Text to read:
+++
Commander of the Southern Theater Command Navy
- In office February 2023 – November 2023
- Preceded by: Wang Hai
- Succeeded by: TBA

Personal details
- Born: 1965 (age 60–61) Yidu County, Shandong, China
- Party: Chinese Communist Party

Military service
- Allegiance: People's Republic of China
- Branch/service: People's Liberation Army Navy
- Years of service: ?–2023
- Rank: Vice Admiral

= Ju Xinchun =

Chinese military commander (born 1965)

Ju Xinchun (鞠新春 (Jū Xīnchūn); born 1965) is a vice admiral of the Chinese People's Liberation Army Navy (PLAN) who served as commander of the Southern Theater Command Navy in 2023.

==Biography==
Ju was born in Yidu County (now Qingzhou), Shandong, in 1965. He studied abroad in Europe with a master's degree.

He was captain of Type 052 destroyer, participating in the first Sino-French Naval Maritime Joint Exercise in 2004. He was head of Equipment Department of the South China Sea Fleet (now Southern Theater Command Navy) in 2015 and subsequently deputy commander in April 2016.
+++
Information shown:
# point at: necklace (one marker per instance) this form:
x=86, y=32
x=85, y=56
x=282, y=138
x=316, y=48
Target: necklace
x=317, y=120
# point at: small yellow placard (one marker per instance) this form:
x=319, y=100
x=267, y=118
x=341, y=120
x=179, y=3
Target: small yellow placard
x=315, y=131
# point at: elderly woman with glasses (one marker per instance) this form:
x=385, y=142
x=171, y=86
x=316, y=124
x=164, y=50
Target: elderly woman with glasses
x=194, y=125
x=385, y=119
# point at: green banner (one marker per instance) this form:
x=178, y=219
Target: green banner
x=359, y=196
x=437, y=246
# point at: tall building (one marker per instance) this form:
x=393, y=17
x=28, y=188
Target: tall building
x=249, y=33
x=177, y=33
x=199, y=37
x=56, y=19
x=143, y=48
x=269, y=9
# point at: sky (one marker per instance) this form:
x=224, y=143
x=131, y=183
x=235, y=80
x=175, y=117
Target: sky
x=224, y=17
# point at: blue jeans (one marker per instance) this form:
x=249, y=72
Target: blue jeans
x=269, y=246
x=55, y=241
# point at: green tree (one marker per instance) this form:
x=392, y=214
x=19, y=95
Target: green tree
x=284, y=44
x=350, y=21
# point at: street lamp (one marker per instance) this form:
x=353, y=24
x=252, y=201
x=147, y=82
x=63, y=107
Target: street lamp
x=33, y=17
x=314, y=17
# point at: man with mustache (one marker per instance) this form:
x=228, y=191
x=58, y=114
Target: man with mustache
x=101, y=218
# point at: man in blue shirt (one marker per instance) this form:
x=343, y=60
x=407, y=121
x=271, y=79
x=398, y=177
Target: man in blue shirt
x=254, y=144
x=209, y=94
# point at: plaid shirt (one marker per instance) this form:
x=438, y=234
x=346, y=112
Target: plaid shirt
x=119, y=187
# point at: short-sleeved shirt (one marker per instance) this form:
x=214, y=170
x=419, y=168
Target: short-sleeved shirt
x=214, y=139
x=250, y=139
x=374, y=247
+++
Task requirements: Continue the biography of Ju Xinchun after its last sentence.

Exercise output:
In 2021, he was appointed as deputy director of the Equipment Development Department of the Central Military Commission and deputy commander in chief of China's Manned Space Engineering, as well as deputy commander in chief of the Space Station Phase Flight Mission Headquarters.

In February 2003, he rose to commander of the Southern Theater Command Navy and was promoted to the rank of vice admiral (zhongjiang).

=== Downfall ===

On 17 November 2023, his qualification for delegates to the 14th National People's Congress was terminated on suspicion of "serious violations of discipline and law".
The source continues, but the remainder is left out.